● **Written request A**:
Pull out every line of the records below that contains the word "plastic", and copy each such line in full.

● **Source**:
------------------------------------------------------------------------
Why should you summarise Likert scale data

Elsewhere in this blog, I have written that a Likert scale might consist of several items that measure a similar underlying construct (a latent variable). For instance, if I want to measure people’s attitudes towards sweets, I might ask them to record what they think about the following statements:

1. I like chocolate	Strongly Agree	Agree	Disagree	Strongly Disagree
2. I like cookies	Strongly Agree	Agree	Disagree	Strongly Disagree
3. Ι Iike whipped cream	Strongly Agree	Agree	Disagree	Strongly Disagree

What is the latent variable here?

In order to interpret these data, we need to summarise the data in the scale. We can do this in two ways: adding the data or estimating the median. In this post, I will show you how to estimate the median, because this is slightly harder. The same steps can be modified to add up the data.

Using the same example as above, I need to create a new ‘super-variable’, which shows the mean of items (1), (2) and (3) for each respondent.

My assumptions about you

I assume that you will already know how to define variables and values, how to toggle between the numerical expression and verbal descriptor of the values (i.e., you can make SPSS show responses as “strongly agree/agree/disagree/strongly disagree” or as “1/2/3/4”), and how to key in data. I will also assume that you have already established that your scale is internally consistent, so I will focus only on the technical aspects of merging the variables.

Here’s how to merge the Likert items

Starting out

Your starting point for summarising Likert scale data with SPSS will be a dataset similar to the one shown in Figure 1, below.

Fig. 1 SPSS screenshot showing responses to Likert-type items

When you have created the dataset by typing your data into SPSS, and after you have tested for the internal consistency of the scale (use Cronbach’s α), it’s time to create a new variable.

Merging the variables

From the top menu bar in SPSS, select Transform -> Compute variable. You should now see the following dialogue box.

SPSS screenshot showing four steps for combining Likert-type responses — Fig. 2 Four steps for combining Likert type responses

Assign a name to the new variable (e.g., Sweets);
Scroll down the Function Group, and select Statistical;
From the functions that appear select the Median. [ΝΒ it is possible to select the mean, but I don’t recommend it]. At this point, the following formula should appear in the numerical expression box: Median ( , )
Place the cursor in the brackets, select the variables you want to merge, and click on the arrow. Repeat with all the variables, separating them with comas.
Click on OK.

Your new Likert scale

SPSS will automatically generate a new variable, which will appear at the end of your dataset. This will be in numerical form (1, 2, 3, …), but you can change it to a verbal descriptor for consistency (Figure 3). You can use this variable for descriptive statistics (e.g., estimate the central tendency and dispersion), cross-tabulations, correlations and so on…

SPSS screenshot showing the combined scale — Fig. 3 The new variable

Now wasn’t that very easy?

Frequently Asked Questions

Over time, a lot of people have asked questions about Likert scales in the comments section of this post. I have collected the most usual things people ask in this section.

There are decimal points in the median I calculated. Is that a problem?
------------------------------------------------------------------------
● **Provided material**:
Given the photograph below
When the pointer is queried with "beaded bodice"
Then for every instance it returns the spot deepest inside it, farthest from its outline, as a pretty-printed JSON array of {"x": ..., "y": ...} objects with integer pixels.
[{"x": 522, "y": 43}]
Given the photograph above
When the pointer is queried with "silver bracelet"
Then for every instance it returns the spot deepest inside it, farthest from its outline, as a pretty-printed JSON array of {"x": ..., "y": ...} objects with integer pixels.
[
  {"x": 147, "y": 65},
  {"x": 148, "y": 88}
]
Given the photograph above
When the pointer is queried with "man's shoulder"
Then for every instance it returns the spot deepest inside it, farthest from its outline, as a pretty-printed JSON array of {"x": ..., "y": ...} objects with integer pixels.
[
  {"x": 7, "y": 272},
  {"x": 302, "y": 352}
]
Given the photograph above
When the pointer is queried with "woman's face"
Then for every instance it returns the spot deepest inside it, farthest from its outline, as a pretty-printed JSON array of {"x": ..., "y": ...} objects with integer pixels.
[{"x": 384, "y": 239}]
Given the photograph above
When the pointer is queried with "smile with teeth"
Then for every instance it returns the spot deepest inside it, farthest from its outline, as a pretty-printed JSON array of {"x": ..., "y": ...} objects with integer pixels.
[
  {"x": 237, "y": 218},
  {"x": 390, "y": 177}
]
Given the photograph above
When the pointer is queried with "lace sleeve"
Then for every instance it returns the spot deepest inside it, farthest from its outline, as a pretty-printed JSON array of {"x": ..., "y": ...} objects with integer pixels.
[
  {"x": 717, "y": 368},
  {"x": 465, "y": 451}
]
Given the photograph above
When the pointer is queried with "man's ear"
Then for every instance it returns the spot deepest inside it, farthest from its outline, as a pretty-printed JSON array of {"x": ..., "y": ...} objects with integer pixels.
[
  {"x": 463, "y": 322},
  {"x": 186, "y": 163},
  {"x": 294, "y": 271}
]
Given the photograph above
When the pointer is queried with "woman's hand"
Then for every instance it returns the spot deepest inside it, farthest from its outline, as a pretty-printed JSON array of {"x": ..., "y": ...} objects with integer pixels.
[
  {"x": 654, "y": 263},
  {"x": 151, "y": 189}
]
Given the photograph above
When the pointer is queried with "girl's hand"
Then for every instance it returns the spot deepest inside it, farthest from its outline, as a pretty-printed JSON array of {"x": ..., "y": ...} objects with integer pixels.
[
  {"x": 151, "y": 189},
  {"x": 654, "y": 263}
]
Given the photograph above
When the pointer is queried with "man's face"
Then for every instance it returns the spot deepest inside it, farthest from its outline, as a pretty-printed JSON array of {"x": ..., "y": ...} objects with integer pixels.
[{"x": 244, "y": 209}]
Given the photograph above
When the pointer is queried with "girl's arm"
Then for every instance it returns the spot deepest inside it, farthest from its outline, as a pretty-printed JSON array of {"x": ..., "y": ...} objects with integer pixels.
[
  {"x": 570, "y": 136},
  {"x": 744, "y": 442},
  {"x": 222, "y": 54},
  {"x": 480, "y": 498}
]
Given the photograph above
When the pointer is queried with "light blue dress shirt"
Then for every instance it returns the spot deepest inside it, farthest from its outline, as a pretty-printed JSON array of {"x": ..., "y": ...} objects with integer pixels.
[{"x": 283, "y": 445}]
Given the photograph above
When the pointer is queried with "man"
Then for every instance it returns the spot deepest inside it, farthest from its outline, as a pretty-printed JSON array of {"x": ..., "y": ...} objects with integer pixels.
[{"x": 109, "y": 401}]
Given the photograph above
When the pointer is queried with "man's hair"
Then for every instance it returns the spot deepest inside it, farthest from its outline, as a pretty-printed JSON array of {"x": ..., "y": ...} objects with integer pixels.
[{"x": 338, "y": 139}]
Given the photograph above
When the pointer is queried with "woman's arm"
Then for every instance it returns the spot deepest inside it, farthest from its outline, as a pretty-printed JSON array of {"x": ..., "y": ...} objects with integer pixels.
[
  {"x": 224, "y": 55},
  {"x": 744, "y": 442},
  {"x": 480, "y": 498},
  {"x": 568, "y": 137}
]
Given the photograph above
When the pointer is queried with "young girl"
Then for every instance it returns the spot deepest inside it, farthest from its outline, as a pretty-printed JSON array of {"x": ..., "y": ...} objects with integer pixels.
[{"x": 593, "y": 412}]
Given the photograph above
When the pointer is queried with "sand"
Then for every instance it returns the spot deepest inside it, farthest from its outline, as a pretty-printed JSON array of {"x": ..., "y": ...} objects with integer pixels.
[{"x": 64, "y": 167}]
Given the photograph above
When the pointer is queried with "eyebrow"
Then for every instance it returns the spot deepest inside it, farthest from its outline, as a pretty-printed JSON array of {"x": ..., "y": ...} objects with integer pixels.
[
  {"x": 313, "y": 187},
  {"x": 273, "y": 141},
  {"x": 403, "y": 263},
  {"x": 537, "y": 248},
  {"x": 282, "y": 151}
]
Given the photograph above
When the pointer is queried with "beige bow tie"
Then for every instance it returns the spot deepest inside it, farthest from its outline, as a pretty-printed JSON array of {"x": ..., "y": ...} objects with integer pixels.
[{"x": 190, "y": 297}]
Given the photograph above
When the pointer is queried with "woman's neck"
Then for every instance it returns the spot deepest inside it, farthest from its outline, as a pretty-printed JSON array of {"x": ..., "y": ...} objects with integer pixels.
------------------------------------------------------------------------
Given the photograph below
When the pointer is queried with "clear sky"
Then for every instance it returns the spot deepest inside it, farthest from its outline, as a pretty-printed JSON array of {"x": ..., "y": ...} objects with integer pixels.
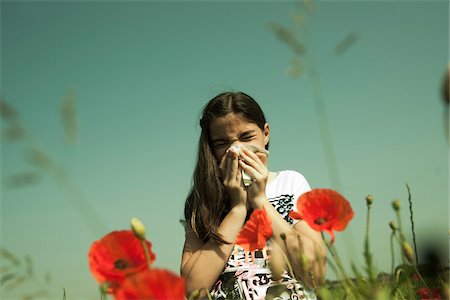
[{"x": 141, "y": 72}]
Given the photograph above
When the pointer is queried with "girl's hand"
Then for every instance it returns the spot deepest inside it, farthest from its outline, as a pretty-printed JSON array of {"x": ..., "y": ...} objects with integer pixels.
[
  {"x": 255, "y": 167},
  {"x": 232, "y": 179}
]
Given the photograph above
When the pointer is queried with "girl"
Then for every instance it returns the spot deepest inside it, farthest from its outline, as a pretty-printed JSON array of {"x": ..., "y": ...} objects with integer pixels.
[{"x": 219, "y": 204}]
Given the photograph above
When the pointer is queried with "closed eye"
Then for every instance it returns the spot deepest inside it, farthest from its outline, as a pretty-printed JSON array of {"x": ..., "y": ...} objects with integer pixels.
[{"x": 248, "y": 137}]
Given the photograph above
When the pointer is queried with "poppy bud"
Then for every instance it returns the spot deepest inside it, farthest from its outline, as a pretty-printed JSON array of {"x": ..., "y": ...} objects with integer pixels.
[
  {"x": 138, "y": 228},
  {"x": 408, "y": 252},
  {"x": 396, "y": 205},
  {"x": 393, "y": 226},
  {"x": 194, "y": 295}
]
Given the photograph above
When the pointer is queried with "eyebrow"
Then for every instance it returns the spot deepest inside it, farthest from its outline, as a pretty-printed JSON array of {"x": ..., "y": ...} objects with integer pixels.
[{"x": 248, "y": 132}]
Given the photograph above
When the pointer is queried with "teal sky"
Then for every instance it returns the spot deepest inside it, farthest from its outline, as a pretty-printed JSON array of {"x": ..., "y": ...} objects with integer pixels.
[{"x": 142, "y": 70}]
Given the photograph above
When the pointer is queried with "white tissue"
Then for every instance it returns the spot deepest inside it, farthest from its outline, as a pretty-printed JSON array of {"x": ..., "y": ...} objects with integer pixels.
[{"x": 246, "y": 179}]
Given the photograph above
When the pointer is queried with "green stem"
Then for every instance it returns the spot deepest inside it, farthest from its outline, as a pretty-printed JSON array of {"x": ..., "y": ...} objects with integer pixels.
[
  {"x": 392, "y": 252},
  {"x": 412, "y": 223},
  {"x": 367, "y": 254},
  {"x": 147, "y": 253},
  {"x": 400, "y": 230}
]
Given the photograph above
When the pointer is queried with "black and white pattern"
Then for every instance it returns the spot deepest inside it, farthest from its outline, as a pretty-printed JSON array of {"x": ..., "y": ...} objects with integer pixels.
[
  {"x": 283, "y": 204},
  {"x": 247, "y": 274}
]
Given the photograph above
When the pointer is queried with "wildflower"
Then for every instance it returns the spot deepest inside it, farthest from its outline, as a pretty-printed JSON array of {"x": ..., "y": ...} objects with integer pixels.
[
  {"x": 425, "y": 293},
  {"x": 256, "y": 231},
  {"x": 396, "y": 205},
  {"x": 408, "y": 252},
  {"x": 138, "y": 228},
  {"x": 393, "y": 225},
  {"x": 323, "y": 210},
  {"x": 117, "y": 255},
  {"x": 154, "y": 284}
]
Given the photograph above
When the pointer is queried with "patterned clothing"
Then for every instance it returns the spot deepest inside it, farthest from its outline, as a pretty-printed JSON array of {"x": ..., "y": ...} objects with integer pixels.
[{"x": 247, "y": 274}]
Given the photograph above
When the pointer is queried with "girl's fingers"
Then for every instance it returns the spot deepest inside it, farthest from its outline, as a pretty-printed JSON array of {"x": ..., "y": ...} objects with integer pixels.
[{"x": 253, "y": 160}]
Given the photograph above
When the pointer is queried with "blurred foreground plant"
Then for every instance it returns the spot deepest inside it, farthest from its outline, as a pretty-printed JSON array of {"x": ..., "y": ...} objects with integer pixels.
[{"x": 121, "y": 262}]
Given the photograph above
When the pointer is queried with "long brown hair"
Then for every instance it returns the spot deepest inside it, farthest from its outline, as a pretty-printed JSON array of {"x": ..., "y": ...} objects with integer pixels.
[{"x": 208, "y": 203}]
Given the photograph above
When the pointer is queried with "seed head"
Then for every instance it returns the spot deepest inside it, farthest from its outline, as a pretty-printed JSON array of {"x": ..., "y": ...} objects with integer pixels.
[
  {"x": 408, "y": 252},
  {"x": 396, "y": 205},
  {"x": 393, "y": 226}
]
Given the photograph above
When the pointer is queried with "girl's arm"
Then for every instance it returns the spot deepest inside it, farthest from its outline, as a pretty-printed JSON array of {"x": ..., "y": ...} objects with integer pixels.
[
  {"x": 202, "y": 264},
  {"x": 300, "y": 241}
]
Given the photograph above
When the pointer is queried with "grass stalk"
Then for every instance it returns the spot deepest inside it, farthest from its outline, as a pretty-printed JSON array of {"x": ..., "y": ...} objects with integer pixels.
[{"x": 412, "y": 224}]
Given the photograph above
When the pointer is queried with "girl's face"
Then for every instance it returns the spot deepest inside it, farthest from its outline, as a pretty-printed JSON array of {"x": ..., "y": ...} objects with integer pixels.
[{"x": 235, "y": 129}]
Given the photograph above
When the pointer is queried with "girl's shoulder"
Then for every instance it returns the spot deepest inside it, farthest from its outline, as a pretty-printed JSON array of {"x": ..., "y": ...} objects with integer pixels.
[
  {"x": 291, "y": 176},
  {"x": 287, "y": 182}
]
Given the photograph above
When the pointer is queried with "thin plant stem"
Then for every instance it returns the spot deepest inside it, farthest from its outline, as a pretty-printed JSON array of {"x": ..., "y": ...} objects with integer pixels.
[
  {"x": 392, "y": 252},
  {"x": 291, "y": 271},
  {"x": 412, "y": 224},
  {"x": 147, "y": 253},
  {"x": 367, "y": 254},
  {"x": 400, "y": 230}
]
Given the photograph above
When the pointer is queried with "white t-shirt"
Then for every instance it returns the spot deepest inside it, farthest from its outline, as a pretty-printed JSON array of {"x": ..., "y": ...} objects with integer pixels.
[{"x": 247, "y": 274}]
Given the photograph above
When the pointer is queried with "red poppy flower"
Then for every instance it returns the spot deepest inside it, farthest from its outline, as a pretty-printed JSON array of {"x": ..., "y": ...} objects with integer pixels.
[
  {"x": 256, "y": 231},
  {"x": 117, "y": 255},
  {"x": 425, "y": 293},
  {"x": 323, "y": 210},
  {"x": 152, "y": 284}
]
------------------------------------------------------------------------
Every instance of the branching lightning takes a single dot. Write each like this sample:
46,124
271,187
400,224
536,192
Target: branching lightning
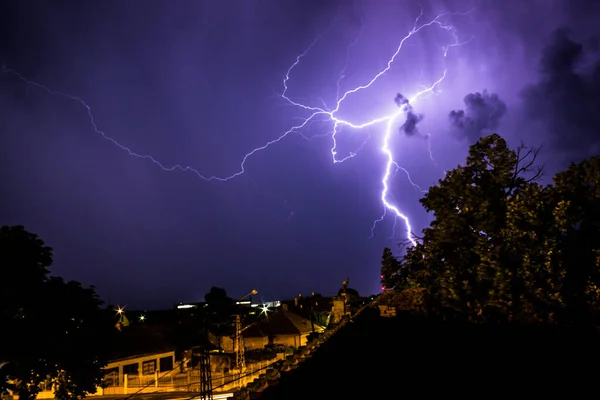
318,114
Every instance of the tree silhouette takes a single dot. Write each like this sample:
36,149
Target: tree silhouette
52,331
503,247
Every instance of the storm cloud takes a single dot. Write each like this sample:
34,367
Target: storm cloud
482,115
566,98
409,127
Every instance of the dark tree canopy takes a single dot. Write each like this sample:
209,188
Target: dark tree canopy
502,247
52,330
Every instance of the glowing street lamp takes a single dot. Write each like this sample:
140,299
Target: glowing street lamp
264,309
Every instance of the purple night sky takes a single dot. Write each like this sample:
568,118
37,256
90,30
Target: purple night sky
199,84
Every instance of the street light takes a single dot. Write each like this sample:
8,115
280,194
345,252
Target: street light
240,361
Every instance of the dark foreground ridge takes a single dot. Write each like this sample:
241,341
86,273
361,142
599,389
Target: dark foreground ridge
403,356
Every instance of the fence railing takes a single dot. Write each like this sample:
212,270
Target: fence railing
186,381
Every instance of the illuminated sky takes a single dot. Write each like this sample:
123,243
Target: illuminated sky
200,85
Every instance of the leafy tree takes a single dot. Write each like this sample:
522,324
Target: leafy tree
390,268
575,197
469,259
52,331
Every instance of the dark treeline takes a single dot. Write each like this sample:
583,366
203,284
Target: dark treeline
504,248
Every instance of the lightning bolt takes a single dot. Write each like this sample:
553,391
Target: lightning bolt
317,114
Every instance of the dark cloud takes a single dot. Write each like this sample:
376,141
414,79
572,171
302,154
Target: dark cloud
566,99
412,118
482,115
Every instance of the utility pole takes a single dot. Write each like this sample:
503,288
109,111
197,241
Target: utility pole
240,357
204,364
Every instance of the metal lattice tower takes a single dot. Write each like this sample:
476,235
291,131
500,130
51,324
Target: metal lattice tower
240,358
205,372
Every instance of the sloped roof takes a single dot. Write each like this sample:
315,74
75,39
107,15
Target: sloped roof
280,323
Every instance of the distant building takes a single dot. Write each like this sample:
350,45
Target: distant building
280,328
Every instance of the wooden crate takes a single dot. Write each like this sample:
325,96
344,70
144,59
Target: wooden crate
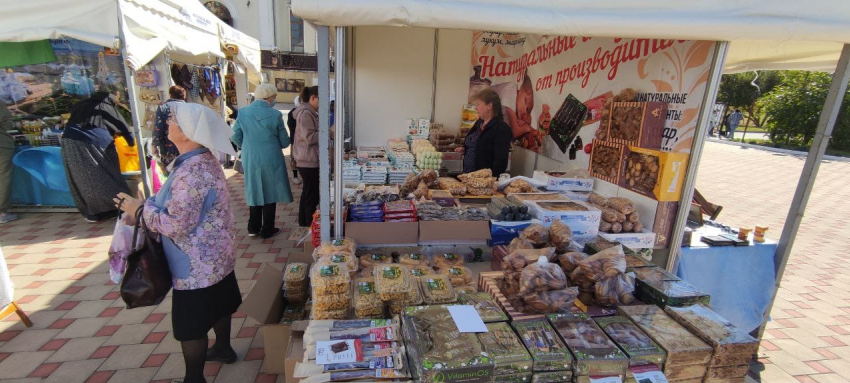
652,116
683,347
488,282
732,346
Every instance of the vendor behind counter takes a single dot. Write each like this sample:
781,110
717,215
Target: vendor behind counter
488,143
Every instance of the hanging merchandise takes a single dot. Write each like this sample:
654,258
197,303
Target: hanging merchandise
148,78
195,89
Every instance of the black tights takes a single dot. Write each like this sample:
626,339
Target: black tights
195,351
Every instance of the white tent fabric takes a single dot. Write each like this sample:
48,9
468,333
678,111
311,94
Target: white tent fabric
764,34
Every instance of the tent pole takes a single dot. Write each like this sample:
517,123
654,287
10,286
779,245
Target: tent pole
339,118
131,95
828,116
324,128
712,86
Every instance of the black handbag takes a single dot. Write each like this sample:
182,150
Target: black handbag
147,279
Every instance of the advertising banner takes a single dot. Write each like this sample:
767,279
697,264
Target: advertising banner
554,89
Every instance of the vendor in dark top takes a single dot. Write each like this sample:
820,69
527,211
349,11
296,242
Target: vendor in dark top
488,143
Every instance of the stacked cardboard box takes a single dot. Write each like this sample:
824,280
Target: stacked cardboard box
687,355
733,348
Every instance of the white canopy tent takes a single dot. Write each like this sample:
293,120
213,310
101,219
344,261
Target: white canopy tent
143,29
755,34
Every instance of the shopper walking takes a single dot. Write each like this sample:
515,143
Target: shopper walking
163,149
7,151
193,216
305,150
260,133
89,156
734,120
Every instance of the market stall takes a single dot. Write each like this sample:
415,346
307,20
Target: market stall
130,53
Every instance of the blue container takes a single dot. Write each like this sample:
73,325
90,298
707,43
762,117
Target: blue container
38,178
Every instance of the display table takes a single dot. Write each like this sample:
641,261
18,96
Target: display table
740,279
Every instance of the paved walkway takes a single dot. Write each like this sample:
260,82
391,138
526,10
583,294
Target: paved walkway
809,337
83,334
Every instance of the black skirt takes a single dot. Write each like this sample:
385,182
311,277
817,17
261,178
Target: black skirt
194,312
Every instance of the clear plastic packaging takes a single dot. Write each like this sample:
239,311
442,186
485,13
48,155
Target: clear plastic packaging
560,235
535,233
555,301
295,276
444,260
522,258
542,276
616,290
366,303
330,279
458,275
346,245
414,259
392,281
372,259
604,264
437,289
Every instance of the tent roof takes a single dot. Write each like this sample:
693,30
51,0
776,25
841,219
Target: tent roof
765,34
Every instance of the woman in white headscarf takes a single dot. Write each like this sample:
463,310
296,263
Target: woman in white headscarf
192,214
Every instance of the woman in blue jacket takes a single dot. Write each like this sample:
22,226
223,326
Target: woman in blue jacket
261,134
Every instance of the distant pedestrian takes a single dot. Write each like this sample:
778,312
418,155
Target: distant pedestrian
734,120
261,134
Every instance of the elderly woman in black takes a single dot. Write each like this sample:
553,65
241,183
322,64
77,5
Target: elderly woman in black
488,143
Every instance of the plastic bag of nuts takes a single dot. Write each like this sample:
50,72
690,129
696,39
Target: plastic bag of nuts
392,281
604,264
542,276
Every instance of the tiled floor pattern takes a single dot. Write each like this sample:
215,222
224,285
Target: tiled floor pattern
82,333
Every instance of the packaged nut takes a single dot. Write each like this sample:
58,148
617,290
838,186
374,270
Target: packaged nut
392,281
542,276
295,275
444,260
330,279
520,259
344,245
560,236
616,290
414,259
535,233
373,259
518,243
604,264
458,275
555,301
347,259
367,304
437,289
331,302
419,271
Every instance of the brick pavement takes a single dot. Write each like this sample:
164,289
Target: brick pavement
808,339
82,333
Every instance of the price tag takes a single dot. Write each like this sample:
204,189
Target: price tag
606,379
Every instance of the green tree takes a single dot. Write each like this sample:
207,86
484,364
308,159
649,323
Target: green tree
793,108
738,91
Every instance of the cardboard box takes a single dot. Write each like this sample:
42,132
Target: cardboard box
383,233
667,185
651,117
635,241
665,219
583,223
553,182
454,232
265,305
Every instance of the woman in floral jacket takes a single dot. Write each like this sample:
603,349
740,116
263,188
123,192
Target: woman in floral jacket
------------------------------------------------------------------------
● **Written request B**:
Repeat, word for word, the part of the Likert scale post above that opens with the words containing "SPSS screenshot showing four" and closes with "Median ( , )".

● **Right answer A**:
Every instance of the clear plastic packaging takes a single dot. Write each like this sample:
Target: clear plastic packaging
Every instance of the plastic bag of nuts takes a single dot. Write each like this sample:
Target: plastic bag of nuts

● **Right answer B**:
SPSS screenshot showing four steps for combining Likert-type responses — Fig. 2 Four steps for combining Likert type responses

Assign a name to the new variable (e.g., Sweets);
Scroll down the Function Group, and select Statistical;
From the functions that appear select the Median. [ΝΒ it is possible to select the mean, but I don’t recommend it]. At this point, the following formula should appear in the numerical expression box: Median ( , )